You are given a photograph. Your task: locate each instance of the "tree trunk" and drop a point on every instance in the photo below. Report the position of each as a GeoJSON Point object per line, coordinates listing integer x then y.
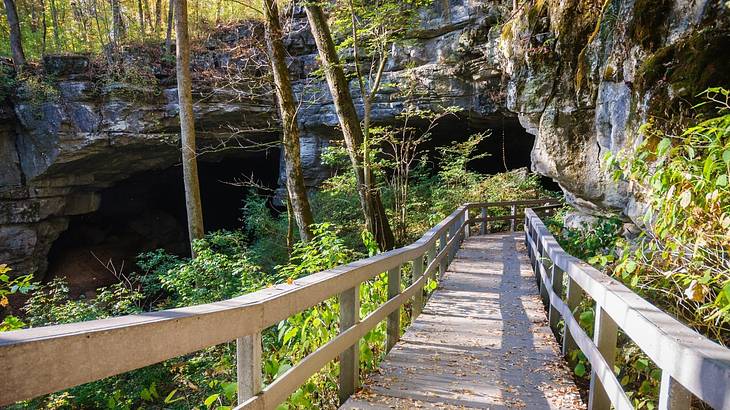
{"type": "Point", "coordinates": [54, 21]}
{"type": "Point", "coordinates": [187, 123]}
{"type": "Point", "coordinates": [168, 36]}
{"type": "Point", "coordinates": [140, 10]}
{"type": "Point", "coordinates": [117, 23]}
{"type": "Point", "coordinates": [16, 43]}
{"type": "Point", "coordinates": [158, 18]}
{"type": "Point", "coordinates": [288, 110]}
{"type": "Point", "coordinates": [370, 201]}
{"type": "Point", "coordinates": [44, 27]}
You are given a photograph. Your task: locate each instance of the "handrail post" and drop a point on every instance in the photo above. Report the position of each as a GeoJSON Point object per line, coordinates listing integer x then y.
{"type": "Point", "coordinates": [430, 257]}
{"type": "Point", "coordinates": [483, 227]}
{"type": "Point", "coordinates": [605, 334]}
{"type": "Point", "coordinates": [672, 395]}
{"type": "Point", "coordinates": [572, 299]}
{"type": "Point", "coordinates": [393, 325]}
{"type": "Point", "coordinates": [444, 262]}
{"type": "Point", "coordinates": [539, 267]}
{"type": "Point", "coordinates": [416, 274]}
{"type": "Point", "coordinates": [513, 222]}
{"type": "Point", "coordinates": [468, 224]}
{"type": "Point", "coordinates": [248, 366]}
{"type": "Point", "coordinates": [350, 358]}
{"type": "Point", "coordinates": [557, 280]}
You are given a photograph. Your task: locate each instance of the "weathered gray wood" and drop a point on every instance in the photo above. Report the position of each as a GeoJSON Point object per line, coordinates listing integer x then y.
{"type": "Point", "coordinates": [574, 295]}
{"type": "Point", "coordinates": [700, 365]}
{"type": "Point", "coordinates": [417, 272]}
{"type": "Point", "coordinates": [672, 395]}
{"type": "Point", "coordinates": [523, 202]}
{"type": "Point", "coordinates": [513, 213]}
{"type": "Point", "coordinates": [393, 325]}
{"type": "Point", "coordinates": [557, 282]}
{"type": "Point", "coordinates": [69, 355]}
{"type": "Point", "coordinates": [442, 247]}
{"type": "Point", "coordinates": [349, 377]}
{"type": "Point", "coordinates": [248, 366]}
{"type": "Point", "coordinates": [598, 363]}
{"type": "Point", "coordinates": [486, 351]}
{"type": "Point", "coordinates": [483, 226]}
{"type": "Point", "coordinates": [605, 334]}
{"type": "Point", "coordinates": [284, 385]}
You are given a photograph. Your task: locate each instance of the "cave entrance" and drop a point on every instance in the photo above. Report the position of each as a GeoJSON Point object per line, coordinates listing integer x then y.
{"type": "Point", "coordinates": [508, 144]}
{"type": "Point", "coordinates": [147, 211]}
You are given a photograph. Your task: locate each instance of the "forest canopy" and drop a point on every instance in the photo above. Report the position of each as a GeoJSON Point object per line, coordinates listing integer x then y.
{"type": "Point", "coordinates": [87, 26]}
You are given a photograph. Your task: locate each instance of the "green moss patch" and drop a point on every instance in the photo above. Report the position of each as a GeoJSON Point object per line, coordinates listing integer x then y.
{"type": "Point", "coordinates": [649, 25]}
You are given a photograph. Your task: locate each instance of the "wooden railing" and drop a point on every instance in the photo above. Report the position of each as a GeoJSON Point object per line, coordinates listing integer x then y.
{"type": "Point", "coordinates": [690, 363]}
{"type": "Point", "coordinates": [48, 359]}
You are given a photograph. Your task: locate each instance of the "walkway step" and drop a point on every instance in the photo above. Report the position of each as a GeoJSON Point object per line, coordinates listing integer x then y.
{"type": "Point", "coordinates": [482, 341]}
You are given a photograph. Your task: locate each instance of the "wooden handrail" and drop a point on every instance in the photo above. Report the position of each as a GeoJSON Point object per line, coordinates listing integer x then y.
{"type": "Point", "coordinates": [691, 364]}
{"type": "Point", "coordinates": [48, 359]}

**SET EXERCISE**. Restate each of the entries above word for word and skip every image.

**RESPONSE BELOW**.
You are given a photograph. Your task: locate each instance of the "tree trunk" and drop a point on every instance in the photo below. Report the position of each as a GeoJSON Point object per line, coordinates listing integer x then y.
{"type": "Point", "coordinates": [54, 21]}
{"type": "Point", "coordinates": [187, 123]}
{"type": "Point", "coordinates": [168, 36]}
{"type": "Point", "coordinates": [140, 10]}
{"type": "Point", "coordinates": [117, 23]}
{"type": "Point", "coordinates": [16, 43]}
{"type": "Point", "coordinates": [158, 18]}
{"type": "Point", "coordinates": [288, 110]}
{"type": "Point", "coordinates": [370, 201]}
{"type": "Point", "coordinates": [44, 27]}
You are given a photograph. Your task: locate each instance of the "handrail post" and drop a point on every instance in the photo above. Report the position of each as a GeoJSON Point object per line, coordinates listing integer x then y.
{"type": "Point", "coordinates": [430, 257]}
{"type": "Point", "coordinates": [483, 227]}
{"type": "Point", "coordinates": [605, 334]}
{"type": "Point", "coordinates": [672, 395]}
{"type": "Point", "coordinates": [572, 299]}
{"type": "Point", "coordinates": [393, 325]}
{"type": "Point", "coordinates": [444, 262]}
{"type": "Point", "coordinates": [539, 267]}
{"type": "Point", "coordinates": [416, 274]}
{"type": "Point", "coordinates": [513, 222]}
{"type": "Point", "coordinates": [468, 224]}
{"type": "Point", "coordinates": [248, 366]}
{"type": "Point", "coordinates": [350, 358]}
{"type": "Point", "coordinates": [557, 280]}
You are given a photograph. Your task: locate each instance of the "weathered gray wood" and drop a point on every instance in the photo above. Report the position of each as a GeoJSON Point object per line, coordinates listing integer x then y.
{"type": "Point", "coordinates": [574, 295]}
{"type": "Point", "coordinates": [700, 365]}
{"type": "Point", "coordinates": [417, 272]}
{"type": "Point", "coordinates": [672, 395]}
{"type": "Point", "coordinates": [523, 202]}
{"type": "Point", "coordinates": [513, 213]}
{"type": "Point", "coordinates": [393, 325]}
{"type": "Point", "coordinates": [557, 282]}
{"type": "Point", "coordinates": [69, 355]}
{"type": "Point", "coordinates": [442, 247]}
{"type": "Point", "coordinates": [349, 377]}
{"type": "Point", "coordinates": [248, 366]}
{"type": "Point", "coordinates": [598, 363]}
{"type": "Point", "coordinates": [486, 351]}
{"type": "Point", "coordinates": [483, 226]}
{"type": "Point", "coordinates": [605, 334]}
{"type": "Point", "coordinates": [284, 385]}
You are given a photograph. Your task: locate each instance of the "cave entrance" and drop a point on every instance in the photo above. Report the position of each as a GeoJSON Point object per line, coordinates listing integer x then y.
{"type": "Point", "coordinates": [508, 144]}
{"type": "Point", "coordinates": [147, 211]}
You are given a photograph. Your task: locate each instance of the "forest canopy" and drop a point on every instance in the photo above. Report the position of each as a GeoJSON Point object per line, coordinates listing integer x then y.
{"type": "Point", "coordinates": [87, 26]}
You are given a photograph. Your task: locate each instance of the "green moss patch" and drop a point on every instance in the photo above. Report the position of each as a GeoJSON Point object per line, coordinates listing integer x then y.
{"type": "Point", "coordinates": [649, 25]}
You are given a photograph. Your task: locate each instance of the "wooden railing" and drop a point on every instance in the photo above. Report the position of each as a GeoJSON Point object per line, coordinates listing integer x then y.
{"type": "Point", "coordinates": [690, 363]}
{"type": "Point", "coordinates": [48, 359]}
You are given a photograph. Your task: locate each instance of the "walkway step" and drop a point on every instance in the photo above. Report the position of each as a GeoJSON Point object per line, coordinates listing integer x then y.
{"type": "Point", "coordinates": [482, 341]}
You are given a photograph. Your task: locate each instance of the "wooden handrail" and drop a point on every instance in the photo above. Report the position of each as a GeoJSON Point object per line, coordinates listing integer x then y.
{"type": "Point", "coordinates": [691, 364]}
{"type": "Point", "coordinates": [48, 359]}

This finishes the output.